**練習題目 A:**
根據下面這篇文章回答:
(i) 開同學會時,當天的第一齣戲碼是什麼?
(ii) 作者每天早上走多遠的路到學校?
(iii) 橋上沒有鋪橋板時,只好走在什麼上面通過?
**練習題目 B:** 把這篇文章中從「住宿生都很羨慕每天上下學的同」到「中都夢到自己掉到橋下而驚醒。」的部分一字不差地抄寫下來,包括這兩處本身。

**文章:**
━━━━━━━━

每次開同學會,都有新加入同學認不得我,『猜猜我是誰』就成了當天的第一齣戲碼,真是有夠鬱卒;所以在此通告我們這一班的同學們,下次見面時要先想像將小時候那個有嬰兒肥的阿寶,縮小一號,往身材袖珍型的同學去找,就找得到我啦!


我的走讀生活
 

住宿生都很羨慕每天上下學的同學們,但是走讀生也有他的辛苦;記得自己每天早上從四公里走到學校途中,要走過許多的橋,有的橋上面沒有鋪橋板,只好走在一段段的枕木上通過,從小就有懼高症,有一次過橋時看到下面潺潺的溪流,一時心慌,結果一腳踏空從橋上掉了下來,成了第一個跌到橋下的學生,從此有一段很長的日子連睡夢中都夢到自己掉到橋下而驚醒。

━━━━━━━━

**資料:**
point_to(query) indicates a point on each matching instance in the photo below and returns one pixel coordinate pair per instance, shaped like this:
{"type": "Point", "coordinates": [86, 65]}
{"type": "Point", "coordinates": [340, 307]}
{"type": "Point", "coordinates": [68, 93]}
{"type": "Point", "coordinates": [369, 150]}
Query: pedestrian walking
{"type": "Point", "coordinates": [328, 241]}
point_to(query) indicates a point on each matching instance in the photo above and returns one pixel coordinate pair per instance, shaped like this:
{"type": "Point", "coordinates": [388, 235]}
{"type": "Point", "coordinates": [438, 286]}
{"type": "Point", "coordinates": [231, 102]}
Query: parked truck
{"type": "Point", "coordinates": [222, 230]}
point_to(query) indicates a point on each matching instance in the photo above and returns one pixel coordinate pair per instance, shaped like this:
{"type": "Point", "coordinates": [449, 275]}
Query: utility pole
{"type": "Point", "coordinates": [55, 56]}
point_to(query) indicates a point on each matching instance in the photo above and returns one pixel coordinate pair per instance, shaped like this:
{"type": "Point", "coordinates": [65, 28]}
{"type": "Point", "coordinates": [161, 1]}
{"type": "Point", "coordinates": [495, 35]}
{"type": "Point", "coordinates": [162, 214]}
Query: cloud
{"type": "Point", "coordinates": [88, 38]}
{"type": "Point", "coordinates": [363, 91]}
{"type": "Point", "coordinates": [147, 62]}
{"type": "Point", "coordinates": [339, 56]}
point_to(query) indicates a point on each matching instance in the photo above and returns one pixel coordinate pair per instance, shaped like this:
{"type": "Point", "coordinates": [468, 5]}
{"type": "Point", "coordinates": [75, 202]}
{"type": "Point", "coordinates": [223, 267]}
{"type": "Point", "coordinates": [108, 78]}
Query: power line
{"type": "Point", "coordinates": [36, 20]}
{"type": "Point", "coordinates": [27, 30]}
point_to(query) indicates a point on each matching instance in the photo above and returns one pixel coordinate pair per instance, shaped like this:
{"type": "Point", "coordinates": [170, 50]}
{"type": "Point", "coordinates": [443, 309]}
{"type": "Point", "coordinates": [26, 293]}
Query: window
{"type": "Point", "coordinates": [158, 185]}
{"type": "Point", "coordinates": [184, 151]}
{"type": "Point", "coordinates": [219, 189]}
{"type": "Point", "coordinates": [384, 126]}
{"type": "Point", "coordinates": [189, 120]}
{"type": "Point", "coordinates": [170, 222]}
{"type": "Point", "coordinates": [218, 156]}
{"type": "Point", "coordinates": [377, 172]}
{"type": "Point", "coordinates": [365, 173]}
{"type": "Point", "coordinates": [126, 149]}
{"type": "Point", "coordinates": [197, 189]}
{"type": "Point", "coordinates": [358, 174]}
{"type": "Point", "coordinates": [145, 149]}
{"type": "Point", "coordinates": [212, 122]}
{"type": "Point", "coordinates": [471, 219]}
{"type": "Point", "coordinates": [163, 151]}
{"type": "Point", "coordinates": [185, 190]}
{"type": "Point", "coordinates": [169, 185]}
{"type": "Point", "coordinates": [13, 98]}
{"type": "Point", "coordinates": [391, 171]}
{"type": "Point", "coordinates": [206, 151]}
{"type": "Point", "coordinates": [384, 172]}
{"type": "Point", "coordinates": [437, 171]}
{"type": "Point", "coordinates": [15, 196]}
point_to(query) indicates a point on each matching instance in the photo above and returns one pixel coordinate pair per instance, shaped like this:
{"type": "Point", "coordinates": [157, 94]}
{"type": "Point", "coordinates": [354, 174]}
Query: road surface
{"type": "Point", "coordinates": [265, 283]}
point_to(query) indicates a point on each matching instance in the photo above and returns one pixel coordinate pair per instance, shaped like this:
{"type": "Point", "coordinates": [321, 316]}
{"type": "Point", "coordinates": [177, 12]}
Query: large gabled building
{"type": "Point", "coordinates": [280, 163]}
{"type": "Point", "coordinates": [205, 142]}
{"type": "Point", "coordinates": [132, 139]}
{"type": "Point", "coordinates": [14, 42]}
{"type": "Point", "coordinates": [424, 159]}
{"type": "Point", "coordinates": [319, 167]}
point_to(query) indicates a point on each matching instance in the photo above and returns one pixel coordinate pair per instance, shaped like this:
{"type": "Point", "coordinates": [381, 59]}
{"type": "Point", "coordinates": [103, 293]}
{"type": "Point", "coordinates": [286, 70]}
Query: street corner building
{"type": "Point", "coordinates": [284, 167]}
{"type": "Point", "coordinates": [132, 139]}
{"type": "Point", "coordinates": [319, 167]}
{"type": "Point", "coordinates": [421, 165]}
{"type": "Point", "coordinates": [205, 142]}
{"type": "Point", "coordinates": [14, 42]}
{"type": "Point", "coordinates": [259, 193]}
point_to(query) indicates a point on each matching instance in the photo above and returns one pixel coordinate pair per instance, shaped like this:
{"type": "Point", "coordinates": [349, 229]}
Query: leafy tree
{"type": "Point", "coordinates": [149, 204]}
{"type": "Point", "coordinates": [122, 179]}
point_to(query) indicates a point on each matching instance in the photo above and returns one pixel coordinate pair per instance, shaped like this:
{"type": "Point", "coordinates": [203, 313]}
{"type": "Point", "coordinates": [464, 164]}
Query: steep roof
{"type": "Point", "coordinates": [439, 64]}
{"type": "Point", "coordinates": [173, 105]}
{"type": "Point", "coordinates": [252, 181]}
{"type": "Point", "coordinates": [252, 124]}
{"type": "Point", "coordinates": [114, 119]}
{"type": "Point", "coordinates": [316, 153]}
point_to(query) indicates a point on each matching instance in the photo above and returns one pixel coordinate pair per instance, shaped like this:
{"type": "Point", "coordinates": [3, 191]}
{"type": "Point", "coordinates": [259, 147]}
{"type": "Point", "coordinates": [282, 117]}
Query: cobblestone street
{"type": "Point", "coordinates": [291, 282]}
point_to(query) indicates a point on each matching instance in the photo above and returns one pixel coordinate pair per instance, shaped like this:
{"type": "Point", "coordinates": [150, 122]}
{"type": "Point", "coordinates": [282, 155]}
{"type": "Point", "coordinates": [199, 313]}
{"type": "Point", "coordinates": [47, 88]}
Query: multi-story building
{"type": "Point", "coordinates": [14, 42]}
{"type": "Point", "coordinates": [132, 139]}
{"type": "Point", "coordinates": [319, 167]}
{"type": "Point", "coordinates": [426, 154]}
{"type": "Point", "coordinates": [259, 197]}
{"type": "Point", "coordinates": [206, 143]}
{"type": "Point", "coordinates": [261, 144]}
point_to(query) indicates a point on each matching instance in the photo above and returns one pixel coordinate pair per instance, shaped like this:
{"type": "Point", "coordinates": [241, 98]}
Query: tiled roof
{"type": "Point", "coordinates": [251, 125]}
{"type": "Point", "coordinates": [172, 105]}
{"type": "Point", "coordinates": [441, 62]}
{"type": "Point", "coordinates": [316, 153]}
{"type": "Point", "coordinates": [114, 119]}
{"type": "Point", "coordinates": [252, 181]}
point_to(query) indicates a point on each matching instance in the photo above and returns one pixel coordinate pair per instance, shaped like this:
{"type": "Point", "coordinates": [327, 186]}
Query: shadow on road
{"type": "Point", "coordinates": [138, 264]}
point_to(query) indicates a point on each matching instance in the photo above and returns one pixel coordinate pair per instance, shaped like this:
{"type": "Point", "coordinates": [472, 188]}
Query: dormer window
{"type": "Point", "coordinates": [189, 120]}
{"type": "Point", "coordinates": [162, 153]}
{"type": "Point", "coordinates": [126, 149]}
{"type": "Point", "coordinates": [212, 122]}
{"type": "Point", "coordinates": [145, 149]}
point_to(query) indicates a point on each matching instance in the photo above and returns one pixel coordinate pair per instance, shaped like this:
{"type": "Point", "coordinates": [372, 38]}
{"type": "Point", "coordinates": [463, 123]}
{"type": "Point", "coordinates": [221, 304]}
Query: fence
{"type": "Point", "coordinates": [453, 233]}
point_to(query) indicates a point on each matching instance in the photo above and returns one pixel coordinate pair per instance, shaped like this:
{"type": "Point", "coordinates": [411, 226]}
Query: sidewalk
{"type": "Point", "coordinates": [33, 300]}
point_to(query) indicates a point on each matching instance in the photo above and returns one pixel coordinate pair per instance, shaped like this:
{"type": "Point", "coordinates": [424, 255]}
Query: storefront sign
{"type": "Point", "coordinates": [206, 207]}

━━━━━━━━

**書面回答 A:**
(i) 『猜猜我是誰』
(ii) 四公里
(iii) 一段段的枕木

**書面回答 B:**
住宿生都很羨慕每天上下學的同學們,但是走讀生也有他的辛苦;記得自己每天早上從四公里走到學校途中,要走過許多的橋,有的橋上面沒有鋪橋板,只好走在一段段的枕木上通過,從小就有懼高症,有一次過橋時看到下面潺潺的溪流,一時心慌,結果一腳踏空從橋上掉了下來,成了第一個跌到橋下的學生,從此有一段很長的日子連睡夢中都夢到自己掉到橋下而驚醒。